### OBJETIVO A:
Da formato de lista numerada, sin líneas en blanco, a las entradas que van desde la línea con "Target: volunteer serving food" hasta el final de las entradas, ambas incluidas.

### FRAGMENTO:
☆ ☆ ☆

A María le confieso una debilidad: no me sentiría cómoda en casa con un objeto hecho del pelo de un extraño. Ella me escucha, pero no me entiende. No les teme a los muertos ni a sus desprendimientos. Es artista valiéndose de una sustancia que no tiene el brillante cromatismo de las piedras ni la frialdad de los metales preciosos. Dice que no entiende mi incomodidad, pero admite que los objetos ornamentales comunes los hace con pelo artificial, el mismo que usan los peluqueros para armar peinados escultóricos. Además de los temores bobos de alguna gente, el inigualable pelo humano no es fácil de conseguir por ahí y las pelucas importadas son caras. De pelo artificial, color rubio platino, es una de las esculturas pequeñas, un caballo de crines y rabo espumosos. El lomo se ve dividido por trencitas apretadas que también adornan el cráneo, los ijares y el hocico.

☆ ☆ ☆

### MATERIAL DE TRABAJO:
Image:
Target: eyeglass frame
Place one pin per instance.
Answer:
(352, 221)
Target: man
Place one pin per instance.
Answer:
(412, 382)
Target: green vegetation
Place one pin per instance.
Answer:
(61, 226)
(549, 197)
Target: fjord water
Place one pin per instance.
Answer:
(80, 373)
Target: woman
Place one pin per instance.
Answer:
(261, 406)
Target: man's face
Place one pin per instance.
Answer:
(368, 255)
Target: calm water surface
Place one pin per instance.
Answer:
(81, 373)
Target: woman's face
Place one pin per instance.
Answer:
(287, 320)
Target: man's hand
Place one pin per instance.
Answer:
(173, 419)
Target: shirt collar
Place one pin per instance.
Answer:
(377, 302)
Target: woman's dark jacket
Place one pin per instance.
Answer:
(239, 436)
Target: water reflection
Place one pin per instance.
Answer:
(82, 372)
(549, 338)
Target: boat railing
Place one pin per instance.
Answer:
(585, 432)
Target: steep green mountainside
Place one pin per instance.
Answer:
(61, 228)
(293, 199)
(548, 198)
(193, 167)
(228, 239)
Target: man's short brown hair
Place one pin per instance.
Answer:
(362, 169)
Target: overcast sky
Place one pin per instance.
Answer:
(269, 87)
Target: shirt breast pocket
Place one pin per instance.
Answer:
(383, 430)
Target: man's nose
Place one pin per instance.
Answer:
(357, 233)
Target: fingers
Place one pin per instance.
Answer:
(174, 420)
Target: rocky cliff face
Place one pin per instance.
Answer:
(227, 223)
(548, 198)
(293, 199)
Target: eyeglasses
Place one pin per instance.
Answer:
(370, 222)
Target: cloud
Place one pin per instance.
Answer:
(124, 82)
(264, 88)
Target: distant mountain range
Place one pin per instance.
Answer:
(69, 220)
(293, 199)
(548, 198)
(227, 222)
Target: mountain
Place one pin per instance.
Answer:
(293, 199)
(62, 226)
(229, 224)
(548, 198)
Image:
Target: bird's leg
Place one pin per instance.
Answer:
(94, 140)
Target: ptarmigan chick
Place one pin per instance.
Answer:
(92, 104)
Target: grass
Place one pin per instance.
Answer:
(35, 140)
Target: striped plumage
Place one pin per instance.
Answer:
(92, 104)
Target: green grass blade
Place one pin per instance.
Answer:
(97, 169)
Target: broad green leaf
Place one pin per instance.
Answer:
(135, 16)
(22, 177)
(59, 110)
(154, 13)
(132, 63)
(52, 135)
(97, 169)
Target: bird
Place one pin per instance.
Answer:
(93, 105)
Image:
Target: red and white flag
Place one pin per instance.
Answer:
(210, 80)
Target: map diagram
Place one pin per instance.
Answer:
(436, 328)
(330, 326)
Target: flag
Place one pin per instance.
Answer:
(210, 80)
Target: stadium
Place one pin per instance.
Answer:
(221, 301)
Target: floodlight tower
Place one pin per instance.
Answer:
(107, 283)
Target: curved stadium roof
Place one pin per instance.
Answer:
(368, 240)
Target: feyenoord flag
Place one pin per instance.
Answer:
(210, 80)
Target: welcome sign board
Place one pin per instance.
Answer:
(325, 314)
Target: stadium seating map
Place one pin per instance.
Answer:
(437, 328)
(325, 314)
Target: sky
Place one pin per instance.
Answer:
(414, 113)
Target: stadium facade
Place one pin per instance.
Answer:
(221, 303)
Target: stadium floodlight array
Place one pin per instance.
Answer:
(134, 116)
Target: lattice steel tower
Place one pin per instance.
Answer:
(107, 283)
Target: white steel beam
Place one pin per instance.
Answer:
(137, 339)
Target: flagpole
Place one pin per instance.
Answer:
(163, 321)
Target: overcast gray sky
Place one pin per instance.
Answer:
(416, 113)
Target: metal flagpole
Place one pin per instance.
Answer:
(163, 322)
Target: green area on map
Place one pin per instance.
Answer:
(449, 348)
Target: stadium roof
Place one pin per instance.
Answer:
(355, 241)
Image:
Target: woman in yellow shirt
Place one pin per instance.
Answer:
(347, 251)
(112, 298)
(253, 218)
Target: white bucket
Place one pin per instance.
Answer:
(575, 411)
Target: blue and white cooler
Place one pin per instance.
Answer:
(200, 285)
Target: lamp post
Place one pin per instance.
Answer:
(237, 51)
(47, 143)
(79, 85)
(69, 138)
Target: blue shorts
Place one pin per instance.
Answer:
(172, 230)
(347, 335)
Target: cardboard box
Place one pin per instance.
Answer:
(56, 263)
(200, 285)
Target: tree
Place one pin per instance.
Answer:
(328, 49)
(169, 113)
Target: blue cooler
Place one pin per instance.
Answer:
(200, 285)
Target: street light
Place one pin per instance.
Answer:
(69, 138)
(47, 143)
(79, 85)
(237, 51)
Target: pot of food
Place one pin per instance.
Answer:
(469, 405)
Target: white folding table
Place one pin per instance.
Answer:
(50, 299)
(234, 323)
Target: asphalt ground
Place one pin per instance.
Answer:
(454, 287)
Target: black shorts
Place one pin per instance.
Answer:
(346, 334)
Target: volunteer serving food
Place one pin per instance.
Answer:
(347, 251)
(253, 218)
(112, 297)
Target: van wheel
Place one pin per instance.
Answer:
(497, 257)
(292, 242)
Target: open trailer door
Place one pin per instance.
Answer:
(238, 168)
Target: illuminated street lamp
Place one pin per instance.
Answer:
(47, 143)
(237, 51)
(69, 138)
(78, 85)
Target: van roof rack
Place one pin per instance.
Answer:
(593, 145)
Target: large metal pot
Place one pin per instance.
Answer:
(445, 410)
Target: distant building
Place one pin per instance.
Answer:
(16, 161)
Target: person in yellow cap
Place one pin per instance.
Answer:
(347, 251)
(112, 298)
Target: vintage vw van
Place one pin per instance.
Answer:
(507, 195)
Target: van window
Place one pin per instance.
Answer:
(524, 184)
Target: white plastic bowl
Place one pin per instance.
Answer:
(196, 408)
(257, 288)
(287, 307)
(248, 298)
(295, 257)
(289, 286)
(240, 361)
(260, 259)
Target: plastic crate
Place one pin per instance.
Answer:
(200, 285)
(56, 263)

☆ ☆ ☆

### OBJETIVO B:
Nombra todas las partes del caballo que, según el fragmento, llevan trencitas.

### RESPUESTA CORRECTA A:
1. Target: volunteer serving food
2. Place one pin per instance.
3. Answer:
4. (347, 251)
5. (253, 218)
6. (112, 297)
7. Target: van wheel
8. Place one pin per instance.
9. Answer:
10. (497, 257)
11. (292, 242)
12. Target: open trailer door
13. Place one pin per instance.
14. Answer:
15. (238, 168)
16. Target: illuminated street lamp
17. Place one pin per instance.
18. Answer:
19. (47, 143)
20. (237, 51)
21. (69, 138)
22. (78, 85)
23. Target: van roof rack
24. Place one pin per instance.
25. Answer:
26. (593, 145)
27. Target: large metal pot
28. Place one pin per instance.
29. Answer:
30. (445, 410)
31. Target: distant building
32. Place one pin per instance.
33. Answer:
34. (16, 161)
35. Target: person in yellow cap
36. Place one pin per instance.
37. Answer:
38. (347, 251)
39. (112, 298)
40. Target: vintage vw van
41. Place one pin per instance.
42. Answer:
43. (507, 195)
44. Target: van window
45. Place one pin per instance.
46. Answer:
47. (524, 184)
48. Target: white plastic bowl
49. Place one pin per instance.
50. Answer:
51. (196, 408)
52. (257, 288)
53. (287, 307)
54. (248, 298)
55. (295, 257)
56. (289, 286)
57. (240, 361)
58. (260, 259)
59. Target: plastic crate
60. Place one pin per instance.
61. Answer:
62. (200, 285)
63. (56, 263)

### RESPUESTA CORRECTA B:
el lomo, el cráneo, los ijares, el hocico